§ **DO THIS**:
Write out again the part that opens with the line containing "Question. Identify every instance of the woman in red" and closes with the line containing "(1043, 626)", replacing "saffron field" with "flower field" and keeping everything else the same.

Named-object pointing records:

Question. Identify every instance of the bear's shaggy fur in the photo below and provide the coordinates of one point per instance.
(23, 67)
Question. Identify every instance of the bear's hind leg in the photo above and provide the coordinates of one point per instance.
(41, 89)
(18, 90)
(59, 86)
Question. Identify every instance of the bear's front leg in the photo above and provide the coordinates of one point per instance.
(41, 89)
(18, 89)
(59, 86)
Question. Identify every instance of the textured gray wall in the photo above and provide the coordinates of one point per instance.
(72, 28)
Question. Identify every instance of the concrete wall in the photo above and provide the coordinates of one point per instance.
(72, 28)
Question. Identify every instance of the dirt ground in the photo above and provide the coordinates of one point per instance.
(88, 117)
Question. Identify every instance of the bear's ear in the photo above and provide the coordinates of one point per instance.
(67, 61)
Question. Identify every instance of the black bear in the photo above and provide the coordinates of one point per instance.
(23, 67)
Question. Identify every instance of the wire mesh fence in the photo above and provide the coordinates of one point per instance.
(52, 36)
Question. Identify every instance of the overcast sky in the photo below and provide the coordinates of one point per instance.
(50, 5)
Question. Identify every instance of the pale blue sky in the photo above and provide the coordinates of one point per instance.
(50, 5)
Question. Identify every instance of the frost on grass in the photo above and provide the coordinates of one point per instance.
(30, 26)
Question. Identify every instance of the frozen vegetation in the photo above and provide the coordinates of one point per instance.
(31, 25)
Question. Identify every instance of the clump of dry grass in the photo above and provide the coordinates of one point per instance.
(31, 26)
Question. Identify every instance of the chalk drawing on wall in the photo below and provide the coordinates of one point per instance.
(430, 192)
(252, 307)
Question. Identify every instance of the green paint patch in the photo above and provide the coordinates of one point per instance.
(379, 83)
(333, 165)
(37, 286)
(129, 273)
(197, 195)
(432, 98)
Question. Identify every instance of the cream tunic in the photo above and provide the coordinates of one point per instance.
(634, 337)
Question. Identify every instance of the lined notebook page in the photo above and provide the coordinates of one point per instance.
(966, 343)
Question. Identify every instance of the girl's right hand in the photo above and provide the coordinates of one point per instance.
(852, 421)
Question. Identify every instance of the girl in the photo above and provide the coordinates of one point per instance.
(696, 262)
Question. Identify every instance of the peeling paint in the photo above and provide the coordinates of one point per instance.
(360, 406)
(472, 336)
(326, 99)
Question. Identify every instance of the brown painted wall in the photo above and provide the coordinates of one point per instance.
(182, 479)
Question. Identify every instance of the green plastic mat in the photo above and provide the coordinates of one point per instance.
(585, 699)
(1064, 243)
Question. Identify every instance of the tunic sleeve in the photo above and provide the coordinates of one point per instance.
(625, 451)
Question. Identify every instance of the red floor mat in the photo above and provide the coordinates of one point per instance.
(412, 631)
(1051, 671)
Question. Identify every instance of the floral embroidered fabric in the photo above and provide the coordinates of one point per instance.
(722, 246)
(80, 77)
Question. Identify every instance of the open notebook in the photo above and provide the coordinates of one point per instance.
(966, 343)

==

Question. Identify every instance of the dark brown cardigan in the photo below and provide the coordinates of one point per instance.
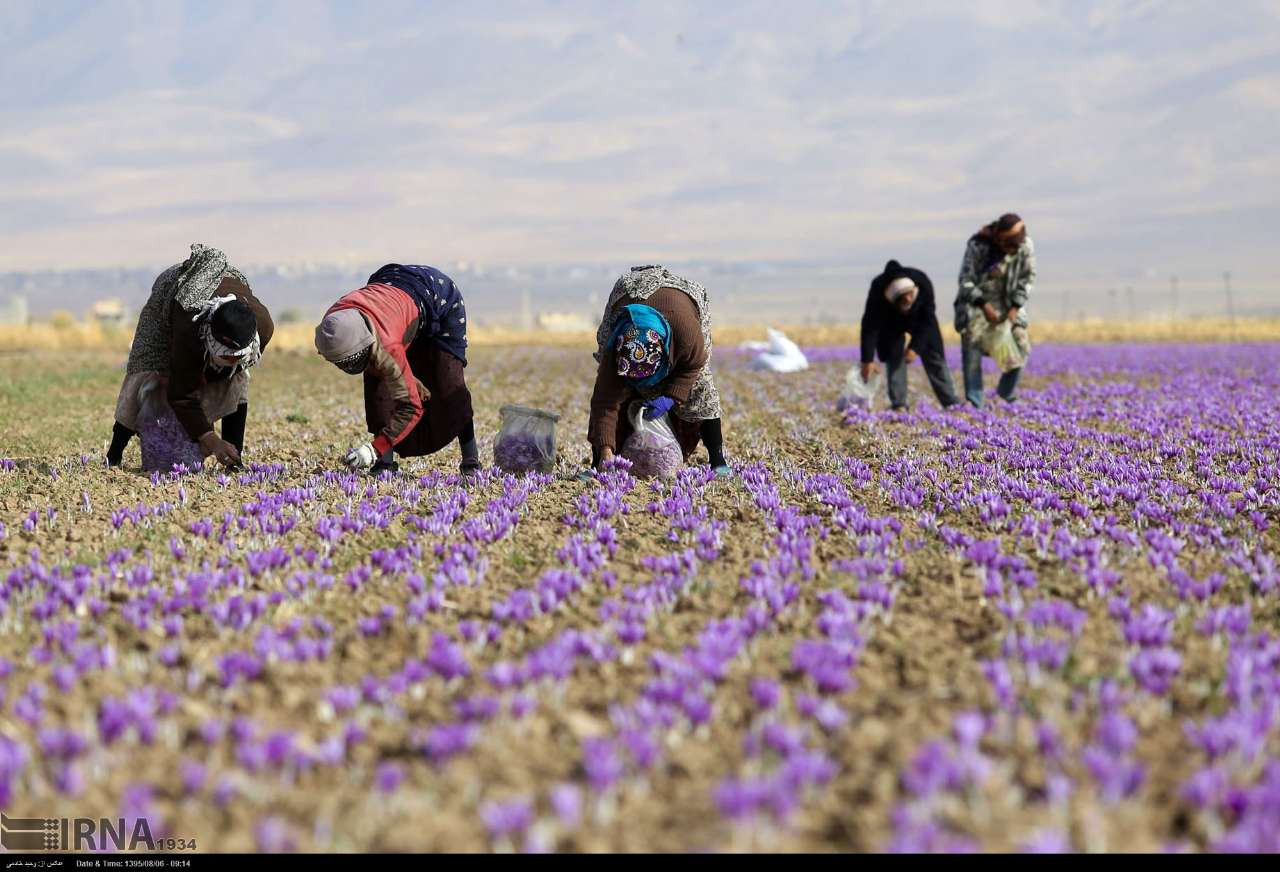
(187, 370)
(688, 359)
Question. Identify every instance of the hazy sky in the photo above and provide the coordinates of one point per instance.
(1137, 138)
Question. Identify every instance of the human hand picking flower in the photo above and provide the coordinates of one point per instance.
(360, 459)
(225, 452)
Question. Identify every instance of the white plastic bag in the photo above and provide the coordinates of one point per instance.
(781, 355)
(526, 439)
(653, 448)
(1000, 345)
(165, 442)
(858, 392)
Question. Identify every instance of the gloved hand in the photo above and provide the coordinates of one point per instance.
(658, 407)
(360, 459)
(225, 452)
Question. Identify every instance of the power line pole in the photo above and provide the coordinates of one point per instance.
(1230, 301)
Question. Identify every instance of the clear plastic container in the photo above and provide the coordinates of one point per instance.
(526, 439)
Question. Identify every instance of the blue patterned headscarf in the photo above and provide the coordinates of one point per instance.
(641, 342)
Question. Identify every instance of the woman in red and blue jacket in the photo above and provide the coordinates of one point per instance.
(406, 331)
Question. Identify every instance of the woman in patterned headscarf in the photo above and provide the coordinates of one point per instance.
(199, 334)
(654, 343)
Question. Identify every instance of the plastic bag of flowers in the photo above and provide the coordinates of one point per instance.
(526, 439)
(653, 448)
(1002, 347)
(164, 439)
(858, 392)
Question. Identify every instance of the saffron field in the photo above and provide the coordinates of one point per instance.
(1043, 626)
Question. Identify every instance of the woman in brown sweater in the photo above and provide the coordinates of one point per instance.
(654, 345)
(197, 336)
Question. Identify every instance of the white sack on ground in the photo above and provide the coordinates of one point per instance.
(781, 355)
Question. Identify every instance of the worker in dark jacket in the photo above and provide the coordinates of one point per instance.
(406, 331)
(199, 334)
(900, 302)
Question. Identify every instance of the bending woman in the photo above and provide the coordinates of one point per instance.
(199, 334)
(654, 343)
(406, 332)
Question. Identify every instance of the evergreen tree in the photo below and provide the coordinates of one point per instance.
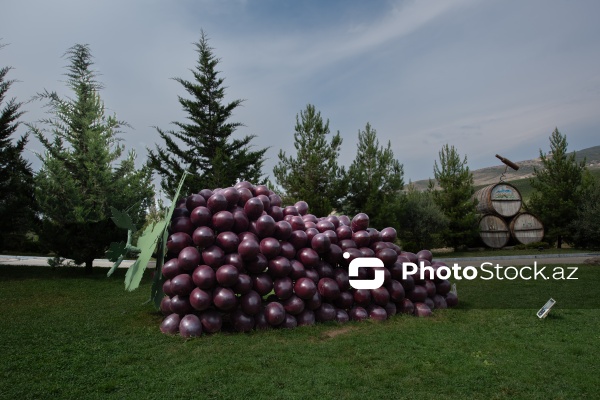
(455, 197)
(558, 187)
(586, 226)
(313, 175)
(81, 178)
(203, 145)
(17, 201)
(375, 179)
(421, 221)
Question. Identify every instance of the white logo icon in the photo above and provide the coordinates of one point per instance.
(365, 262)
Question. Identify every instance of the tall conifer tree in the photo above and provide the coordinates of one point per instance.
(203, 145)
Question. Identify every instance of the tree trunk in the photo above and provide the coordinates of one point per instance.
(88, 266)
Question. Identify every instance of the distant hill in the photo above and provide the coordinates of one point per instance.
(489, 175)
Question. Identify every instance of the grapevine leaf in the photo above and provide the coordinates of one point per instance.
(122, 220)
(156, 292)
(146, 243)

* * *

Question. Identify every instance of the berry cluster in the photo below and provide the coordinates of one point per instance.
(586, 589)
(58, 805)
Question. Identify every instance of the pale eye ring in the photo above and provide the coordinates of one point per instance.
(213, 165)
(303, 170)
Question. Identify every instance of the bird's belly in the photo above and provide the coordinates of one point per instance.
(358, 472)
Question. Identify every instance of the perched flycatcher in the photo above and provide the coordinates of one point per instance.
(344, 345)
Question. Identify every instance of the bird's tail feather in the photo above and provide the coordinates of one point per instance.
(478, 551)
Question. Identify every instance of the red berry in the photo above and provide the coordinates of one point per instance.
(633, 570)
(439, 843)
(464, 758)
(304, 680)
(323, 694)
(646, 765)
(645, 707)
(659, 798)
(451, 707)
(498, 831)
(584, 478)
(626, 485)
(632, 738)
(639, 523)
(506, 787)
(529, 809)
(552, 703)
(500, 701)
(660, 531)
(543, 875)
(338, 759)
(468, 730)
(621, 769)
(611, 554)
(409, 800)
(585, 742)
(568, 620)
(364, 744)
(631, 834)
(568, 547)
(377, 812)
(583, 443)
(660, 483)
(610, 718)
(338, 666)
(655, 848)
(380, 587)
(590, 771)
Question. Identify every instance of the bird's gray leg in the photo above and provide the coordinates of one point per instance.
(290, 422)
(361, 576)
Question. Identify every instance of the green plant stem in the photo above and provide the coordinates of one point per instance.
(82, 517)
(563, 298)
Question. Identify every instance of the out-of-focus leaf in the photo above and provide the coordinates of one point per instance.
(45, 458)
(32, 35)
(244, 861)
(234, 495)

§ **TASK RESPONSE**:
Question. Identify every instance of the woman in red and blue jacket in the photo above and provide the coordinates of one point per instance.
(406, 331)
Question. Identify every instance of the woman in patterned headscarf in the photo above and provide the coordinates of one point per instance.
(199, 334)
(654, 343)
Question. Identify every instance of the plastic bag of flowers in the photo above and provide the coordinates of one point per instance.
(526, 439)
(653, 448)
(1002, 347)
(164, 439)
(858, 392)
Question. Identify every instance of the flower field in the photo above and provide the coordinates of one point per instance.
(1043, 626)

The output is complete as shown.